Work order
What is wanted is every record, duplicated word for word.

Dataset excerpts
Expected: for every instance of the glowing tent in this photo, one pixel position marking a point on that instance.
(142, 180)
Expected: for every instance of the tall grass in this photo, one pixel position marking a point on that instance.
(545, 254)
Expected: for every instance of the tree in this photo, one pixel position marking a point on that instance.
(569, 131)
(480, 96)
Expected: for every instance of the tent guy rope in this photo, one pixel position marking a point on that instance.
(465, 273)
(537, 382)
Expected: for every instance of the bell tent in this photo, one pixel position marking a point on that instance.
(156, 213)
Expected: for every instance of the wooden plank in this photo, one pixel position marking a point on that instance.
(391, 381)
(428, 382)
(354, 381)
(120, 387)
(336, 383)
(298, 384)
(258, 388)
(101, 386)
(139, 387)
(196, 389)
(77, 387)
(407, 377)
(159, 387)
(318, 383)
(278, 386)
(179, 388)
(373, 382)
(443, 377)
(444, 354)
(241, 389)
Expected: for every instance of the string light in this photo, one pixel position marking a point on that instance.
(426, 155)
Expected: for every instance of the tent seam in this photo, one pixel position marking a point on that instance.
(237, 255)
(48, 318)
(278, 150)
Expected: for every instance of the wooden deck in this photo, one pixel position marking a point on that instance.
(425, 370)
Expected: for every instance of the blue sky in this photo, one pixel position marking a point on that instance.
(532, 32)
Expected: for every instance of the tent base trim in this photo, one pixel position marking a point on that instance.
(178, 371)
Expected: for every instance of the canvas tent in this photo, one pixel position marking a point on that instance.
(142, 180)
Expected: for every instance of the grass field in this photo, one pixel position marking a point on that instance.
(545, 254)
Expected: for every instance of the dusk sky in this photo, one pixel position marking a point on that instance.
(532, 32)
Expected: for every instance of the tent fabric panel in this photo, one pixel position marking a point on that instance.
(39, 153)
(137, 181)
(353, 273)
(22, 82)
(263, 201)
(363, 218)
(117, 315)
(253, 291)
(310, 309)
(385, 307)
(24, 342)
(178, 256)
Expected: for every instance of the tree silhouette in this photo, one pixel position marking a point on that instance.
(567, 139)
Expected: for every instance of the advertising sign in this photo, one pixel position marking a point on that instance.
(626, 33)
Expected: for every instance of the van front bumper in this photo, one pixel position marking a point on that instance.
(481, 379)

Problem solution
Expected: for every instance of the glowing tent in this photo, one pixel position marking a point on that instance.
(142, 180)
Expected: for every instance of the tall grass in this photo, one pixel position marking a point on that instance.
(545, 254)
Expected: for every instance of the tree in this photo, one pixel position marking a point on that instance.
(569, 131)
(480, 96)
Expected: for every instance of the tent guy rope in this photo, one pixel position marking a point on that instance.
(465, 273)
(537, 382)
Expected: for every instance of the bell tent in this photo, one pixel position marking a point on that instance.
(156, 213)
Expected: for every instance of the wooden plank in this photo, one pixel position marking a point on that instance.
(391, 381)
(428, 382)
(354, 381)
(120, 387)
(336, 383)
(298, 384)
(258, 388)
(101, 386)
(139, 387)
(196, 389)
(77, 387)
(407, 377)
(159, 387)
(318, 383)
(278, 386)
(179, 388)
(373, 382)
(443, 377)
(444, 354)
(241, 389)
Expected: for every instance of the string light in this photo, one pixel position marking a point on that instance.
(426, 155)
Expected: for every instance of the tent seam in this photo, one pixel position marking a point on that instance.
(237, 255)
(48, 318)
(278, 150)
Expected: for every instance of the wooden deck in this photo, one pixel position marking a point on that instance.
(425, 370)
Expected: for every instance of the blue sky in this photo, one pixel position marking a point on that instance.
(532, 32)
Expected: for every instance of the tent base trim in this photo, one pixel position marking a point on that instance.
(178, 371)
Expected: for every instance of the canvas tent in this photo, one pixel position marking a point on that instance.
(142, 180)
Expected: for every instance of the grass field in this photo, one pixel position marking a point on that instance.
(545, 254)
Expected: for every instance of the dusk sky in this photo, one pixel position marking a point on that instance.
(532, 32)
Expected: for every instance of the tent fabric panel in this photo, one pixel position marking a point on that instance.
(39, 153)
(137, 181)
(353, 273)
(22, 82)
(263, 201)
(363, 218)
(117, 315)
(253, 291)
(310, 309)
(385, 307)
(24, 342)
(178, 256)
Expected: for every instance of the tree silhouette in this photo, one pixel position marking a point on that instance.
(567, 139)
Expected: for every instance of the advertising sign in this photo, one pixel position marking a point on that instance.
(626, 33)
Expected: for every instance of the van front bumper in this photo, one pixel position marking a point on that instance.
(481, 379)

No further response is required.